Source

===============

Gold was sputtered using a BIO-RAD SC 510 ‘cool’ sputter coater. The current was held constant at 20 mA, the chamber vacuum was held at a constant pressure of 0.1 mbar. The thickness was controlled by varying the sputtering time.

Humidity measurements were performed using pressurized nitrogen and a Alicat mass flow controller to maintain a flowrate of 500 sccm. The porous material comprising carbon was placed in a small measurement chamber (200 ml volume) contacted to measure its resistance using a Keithley 2420 source meter by applying a constant current and monitoring the voltage across the device. The baseline was measured at ambient with an open lid, the lid was closed and the chamber purged with nitrogen while the resistance was monitored. When the signal reached steady state the flow of nitrogen was interrupted and the lid opened to expose the device to ambient again. The humidity changed from 38%rh at ambient to 20%rh in the nitrogen environment.

The porous material comprising carbon was deposited onto a substrate mounted holey carbon grid. The porous material was imaged using a transmission electron microscope (TEM) FEI Titan operating at 300 keV. Both bright field TEM and annular dark field scanning TEM modes were used.

HRTEM images were taken at a FEI Titan High-Base microscope equipped with a CEOS CETCOR Cs objective lens corrector, working at 80 keV and a low temperature. Images were acquired using a Gatan 626 single-tilt liquid nitrogen cryo-holder, allowing for the sample to be kept at ˜77 K while performing this study.

Claims

1. A method of manufacturing a sensor, comprising:

providing a donor material on a support substrate, the donor material comprising carbon or a carbon compound;

providing a collecting substrate; and

illuminating the donor material with laser radiation, wherein the illumination is such that a porous material comprising carbon is formed on the collecting substrate, wherein:

the collecting substrate comprises an electrode arrangement configured to provide an output dependent on an electrical property of a portion of the porous material;

a deflection substrate is provided facing the donor material and the collecting substrate; and

the illumination of the donor material with laser radiation comprises scanning a laser spot along a scanning path over the donor material, the scanning path being such that the porous material comprising carbon is formed on the collecting substrate from carbon expelled from the donor material in the wake of the scanning laser spot.

===============

Information shown
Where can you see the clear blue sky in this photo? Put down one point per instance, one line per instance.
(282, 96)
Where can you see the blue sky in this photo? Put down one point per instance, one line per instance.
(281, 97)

===============

Your tasks
(A) List every instrument or component that the text on laser-made carbon sensors identifies by manufacturer name, ignoring the data.
(B) Write the next part of the text on laser-made carbon sensors, picking up after its final sentence.

Task-by-task results
(A)
- BIO-RAD SC 510 'cool' sputter coater
- Alicat mass flow controller
- Keithley 2420 source meter
- FEI Titan transmission electron microscope
- FEI Titan High-Base microscope
- CEOS CETCOR Cs objective lens corrector
- Gatan 626 single-tilt liquid nitrogen cryo-holder

(B)
2. The method of claim 1, wherein the porous material is formed on the collecting substrate at atmospheric pressure.

3. The method of claim 1, further comprising depositing an additional material onto the porous material.

4. The method of claim 3, wherein the amount of additional material deposited is controlled to be in a cross-over regime defined so as to include a range of amounts of the deposited additional material within 25% of a cross-over point between where the resistivity of the porous material is observed to increase as a function of concentration of a reference substance in an atmosphere around the porous material and where the resistivity of the porous material is observed to decrease as a function of concentration of the reference substance in the atmosphere around the porous material.

5. The method of claim 3, wherein the amount of additional material deposited is controlled to be in a cross-over regime separating a first regime and a second regime, wherein:

the first regime corresponds to a range of amounts of the additional material in which a dependence of the electrical resistivity of the porous material on a concentration of a reference substance in an atmosphere around the porous material is dominated by an interaction between the reference substance and carbon in the porous material; and

the second regime corresponds to a range of amounts of the additional material in which a dependence of the electrical resistivity of the porous material on a concentration of the reference substance in the atmosphere around the porous material is dominated by an interaction between the reference substance and the additional material deposited on the porous material.

6. The method of claim 5, wherein, in the cross-over regime, the dependence of the electrical resistivity on concentration of the reference substance caused by the interaction between the reference substance and the carbon in the porous material substantially cancels the dependence of the electrical resistivity on concentration of the reference substance caused by the interaction between the reference substance and the additional material deposited on the porous material.

7. The method of claim 3, wherein the amount of additional material deposited is controlled to be in a cross-over regime defined so as to include a range of amounts of the deposited additional material within 25% of the amount of deposited additional material that would need to be added to the uncoated porous material comprising carbon to reach the percolation threshold of the additional material.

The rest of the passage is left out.